WHAT IS BEING ASKED
Transcribe, word for word and without additions, each line below from the one containing "Draw the outline of every instance of the old" through the one containing "Draw the outline of every instance of the blue", both ends included.

[Items from a data source]
>>

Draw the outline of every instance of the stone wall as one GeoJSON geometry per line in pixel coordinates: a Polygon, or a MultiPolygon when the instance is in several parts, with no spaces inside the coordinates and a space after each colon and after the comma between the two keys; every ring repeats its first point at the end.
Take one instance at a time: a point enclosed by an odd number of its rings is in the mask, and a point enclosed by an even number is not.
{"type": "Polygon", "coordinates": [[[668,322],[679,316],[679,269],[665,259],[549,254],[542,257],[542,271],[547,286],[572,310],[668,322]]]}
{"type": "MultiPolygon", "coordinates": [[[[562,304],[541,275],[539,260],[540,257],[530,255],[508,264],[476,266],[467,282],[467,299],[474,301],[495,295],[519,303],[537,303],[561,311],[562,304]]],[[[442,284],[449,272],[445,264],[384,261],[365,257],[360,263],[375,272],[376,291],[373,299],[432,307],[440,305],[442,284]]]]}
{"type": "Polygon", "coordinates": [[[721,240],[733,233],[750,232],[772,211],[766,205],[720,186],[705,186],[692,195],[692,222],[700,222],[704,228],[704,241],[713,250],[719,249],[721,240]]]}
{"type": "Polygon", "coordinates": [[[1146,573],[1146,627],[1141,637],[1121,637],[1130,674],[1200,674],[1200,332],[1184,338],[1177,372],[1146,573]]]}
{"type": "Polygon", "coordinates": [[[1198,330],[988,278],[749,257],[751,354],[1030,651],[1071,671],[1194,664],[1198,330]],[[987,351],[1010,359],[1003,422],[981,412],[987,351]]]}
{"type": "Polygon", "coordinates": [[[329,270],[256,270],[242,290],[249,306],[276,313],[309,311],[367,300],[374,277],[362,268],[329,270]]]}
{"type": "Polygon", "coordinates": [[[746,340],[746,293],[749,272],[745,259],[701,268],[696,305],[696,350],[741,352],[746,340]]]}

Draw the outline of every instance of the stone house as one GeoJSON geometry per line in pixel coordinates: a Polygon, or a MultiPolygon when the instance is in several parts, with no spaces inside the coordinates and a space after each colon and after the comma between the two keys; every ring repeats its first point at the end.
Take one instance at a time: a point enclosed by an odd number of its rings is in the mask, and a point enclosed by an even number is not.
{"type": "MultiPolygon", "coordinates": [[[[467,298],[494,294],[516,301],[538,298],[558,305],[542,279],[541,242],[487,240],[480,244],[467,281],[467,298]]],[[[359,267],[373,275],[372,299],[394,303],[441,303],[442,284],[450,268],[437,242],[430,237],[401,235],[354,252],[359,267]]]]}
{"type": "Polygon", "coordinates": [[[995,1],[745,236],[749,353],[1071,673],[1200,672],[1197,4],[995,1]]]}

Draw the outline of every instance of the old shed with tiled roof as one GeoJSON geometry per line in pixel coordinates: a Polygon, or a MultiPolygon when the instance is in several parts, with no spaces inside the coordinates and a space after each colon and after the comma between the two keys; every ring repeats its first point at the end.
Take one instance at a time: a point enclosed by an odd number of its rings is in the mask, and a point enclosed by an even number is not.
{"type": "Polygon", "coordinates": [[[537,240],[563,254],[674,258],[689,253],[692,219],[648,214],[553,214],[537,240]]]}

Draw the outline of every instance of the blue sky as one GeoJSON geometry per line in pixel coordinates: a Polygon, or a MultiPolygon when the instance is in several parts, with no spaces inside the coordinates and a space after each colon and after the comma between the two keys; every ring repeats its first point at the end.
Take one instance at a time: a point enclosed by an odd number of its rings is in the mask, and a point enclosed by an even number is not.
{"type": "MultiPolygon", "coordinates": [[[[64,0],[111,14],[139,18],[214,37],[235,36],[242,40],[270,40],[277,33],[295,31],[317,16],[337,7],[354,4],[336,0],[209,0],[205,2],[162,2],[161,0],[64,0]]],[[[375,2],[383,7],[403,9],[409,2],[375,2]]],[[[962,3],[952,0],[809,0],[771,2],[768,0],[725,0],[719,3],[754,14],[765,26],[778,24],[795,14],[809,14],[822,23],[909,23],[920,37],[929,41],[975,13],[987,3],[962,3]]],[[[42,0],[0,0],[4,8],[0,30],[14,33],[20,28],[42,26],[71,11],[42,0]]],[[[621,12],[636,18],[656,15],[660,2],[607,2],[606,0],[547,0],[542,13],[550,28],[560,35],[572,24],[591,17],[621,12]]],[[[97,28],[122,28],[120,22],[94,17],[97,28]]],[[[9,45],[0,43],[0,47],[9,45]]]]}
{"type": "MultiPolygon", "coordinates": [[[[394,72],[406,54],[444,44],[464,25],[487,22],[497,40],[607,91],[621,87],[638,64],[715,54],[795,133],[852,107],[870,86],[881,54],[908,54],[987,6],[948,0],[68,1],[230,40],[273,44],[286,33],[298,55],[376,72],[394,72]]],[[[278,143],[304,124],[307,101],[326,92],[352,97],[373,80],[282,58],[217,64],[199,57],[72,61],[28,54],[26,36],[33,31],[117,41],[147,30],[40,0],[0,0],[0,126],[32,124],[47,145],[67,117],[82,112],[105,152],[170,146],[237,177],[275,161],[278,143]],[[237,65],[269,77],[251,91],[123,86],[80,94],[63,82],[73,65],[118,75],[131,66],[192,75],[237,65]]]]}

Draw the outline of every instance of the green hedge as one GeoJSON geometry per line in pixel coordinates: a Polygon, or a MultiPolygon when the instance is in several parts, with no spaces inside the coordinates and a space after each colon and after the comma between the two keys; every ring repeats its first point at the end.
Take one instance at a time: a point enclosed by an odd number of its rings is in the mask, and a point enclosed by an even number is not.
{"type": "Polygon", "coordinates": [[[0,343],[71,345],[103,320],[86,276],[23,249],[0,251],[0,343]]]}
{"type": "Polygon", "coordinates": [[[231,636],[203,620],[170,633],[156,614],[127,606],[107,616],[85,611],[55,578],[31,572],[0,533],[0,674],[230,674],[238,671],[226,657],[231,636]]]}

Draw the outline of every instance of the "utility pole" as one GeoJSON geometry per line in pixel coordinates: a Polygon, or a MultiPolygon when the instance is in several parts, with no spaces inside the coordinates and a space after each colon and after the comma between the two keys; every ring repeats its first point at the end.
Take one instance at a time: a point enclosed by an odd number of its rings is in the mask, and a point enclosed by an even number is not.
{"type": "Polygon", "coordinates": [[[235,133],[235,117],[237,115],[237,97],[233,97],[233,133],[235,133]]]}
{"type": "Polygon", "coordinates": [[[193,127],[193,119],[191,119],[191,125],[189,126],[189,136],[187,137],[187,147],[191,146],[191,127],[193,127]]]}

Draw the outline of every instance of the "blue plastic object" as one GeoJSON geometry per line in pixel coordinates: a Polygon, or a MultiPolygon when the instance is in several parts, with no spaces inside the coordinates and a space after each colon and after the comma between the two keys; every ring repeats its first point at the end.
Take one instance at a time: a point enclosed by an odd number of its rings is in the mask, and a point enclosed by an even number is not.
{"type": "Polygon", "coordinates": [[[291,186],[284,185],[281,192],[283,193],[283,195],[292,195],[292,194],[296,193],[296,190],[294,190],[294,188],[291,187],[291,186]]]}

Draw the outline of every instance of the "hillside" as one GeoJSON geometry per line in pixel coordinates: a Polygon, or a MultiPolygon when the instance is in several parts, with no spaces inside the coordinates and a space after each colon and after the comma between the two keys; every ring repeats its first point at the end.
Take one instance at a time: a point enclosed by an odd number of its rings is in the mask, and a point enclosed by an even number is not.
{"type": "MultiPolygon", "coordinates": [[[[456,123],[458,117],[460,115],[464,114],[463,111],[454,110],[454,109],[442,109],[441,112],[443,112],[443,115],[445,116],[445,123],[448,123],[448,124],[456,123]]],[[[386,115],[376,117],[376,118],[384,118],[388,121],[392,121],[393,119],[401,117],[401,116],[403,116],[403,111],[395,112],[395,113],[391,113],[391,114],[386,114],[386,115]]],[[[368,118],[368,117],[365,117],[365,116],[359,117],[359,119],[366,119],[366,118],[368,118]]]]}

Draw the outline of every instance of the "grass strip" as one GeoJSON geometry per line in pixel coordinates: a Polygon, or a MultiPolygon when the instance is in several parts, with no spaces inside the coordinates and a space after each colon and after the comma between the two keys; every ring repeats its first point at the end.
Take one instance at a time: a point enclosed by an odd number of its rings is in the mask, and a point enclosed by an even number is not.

<<

RESPONSE TO THE TASK
Draw the outline of every instance of the old shed with tiled roof as one GeoJSON geometry per line in pixel coordinates: a Polygon, or a MultiPolygon when the instance is in several parts, with no spaces inside the coordinates and a space after each colon and after the comma between the two keys; every ring repeats its first point at the end.
Take one instance at a time: a point enclosed by an odd number of its rings is in the mask, and a point enclosed by an even number is not.
{"type": "Polygon", "coordinates": [[[537,240],[563,254],[674,258],[689,253],[692,219],[648,214],[553,214],[537,240]]]}

Draw the outline of every instance of the blue sky as one GeoJSON geometry per line in pixel coordinates: a Polygon, or a MultiPolygon when the instance is in several parts, with no spaces inside the coordinates and a space after each colon and after the comma between the two keys; every ring repeats its first point at the end.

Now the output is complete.